# Goal
Scale everything from the item containing "the stone statue" down to the last line of the items, both ends included. Repeat every line with its wording unchanged, except that each pixel coordinate is multiplied by 1.45 and rounded to a whole number with halves rounded up, and give only those lines.

# Record set
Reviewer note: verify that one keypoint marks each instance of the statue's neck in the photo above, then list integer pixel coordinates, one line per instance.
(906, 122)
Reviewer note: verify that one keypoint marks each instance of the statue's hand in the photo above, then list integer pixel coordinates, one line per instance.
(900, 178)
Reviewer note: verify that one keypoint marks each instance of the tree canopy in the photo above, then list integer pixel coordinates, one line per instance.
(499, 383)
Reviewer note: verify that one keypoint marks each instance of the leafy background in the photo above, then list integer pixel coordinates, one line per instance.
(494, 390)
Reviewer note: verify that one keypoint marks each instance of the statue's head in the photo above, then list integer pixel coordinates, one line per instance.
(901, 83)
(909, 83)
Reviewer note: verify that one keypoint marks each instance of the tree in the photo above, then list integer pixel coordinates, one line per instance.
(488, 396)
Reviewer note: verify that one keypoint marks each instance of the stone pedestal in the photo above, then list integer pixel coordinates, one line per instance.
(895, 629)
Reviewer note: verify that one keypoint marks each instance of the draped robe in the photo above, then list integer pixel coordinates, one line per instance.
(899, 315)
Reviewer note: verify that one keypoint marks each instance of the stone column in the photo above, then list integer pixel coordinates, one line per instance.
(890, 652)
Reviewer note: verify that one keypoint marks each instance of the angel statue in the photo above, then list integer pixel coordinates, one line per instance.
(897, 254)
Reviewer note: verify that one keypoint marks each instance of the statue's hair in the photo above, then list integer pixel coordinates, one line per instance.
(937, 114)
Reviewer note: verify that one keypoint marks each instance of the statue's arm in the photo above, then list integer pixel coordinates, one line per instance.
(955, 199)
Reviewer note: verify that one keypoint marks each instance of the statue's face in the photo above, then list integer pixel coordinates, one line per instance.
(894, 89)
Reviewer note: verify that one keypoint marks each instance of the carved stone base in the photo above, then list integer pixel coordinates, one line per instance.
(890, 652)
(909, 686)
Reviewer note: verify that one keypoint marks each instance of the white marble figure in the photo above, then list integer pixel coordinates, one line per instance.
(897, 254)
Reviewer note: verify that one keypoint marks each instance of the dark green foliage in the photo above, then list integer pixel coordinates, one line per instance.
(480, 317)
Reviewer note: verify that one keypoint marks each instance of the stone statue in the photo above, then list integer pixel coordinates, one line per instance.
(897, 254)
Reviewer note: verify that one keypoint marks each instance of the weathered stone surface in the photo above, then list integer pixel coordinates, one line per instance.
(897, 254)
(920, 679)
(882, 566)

# Complete output
Reviewer note: verify that one keypoint marks each instance of the stone statue in the photo above, then list integer pixel coordinates, one line per instance.
(1301, 368)
Reviewer note: verify that one keypoint marks each instance of the weathered stone surface in the photo above, then list integer pixel coordinates, one line per instance.
(1301, 368)
(1334, 985)
(1279, 821)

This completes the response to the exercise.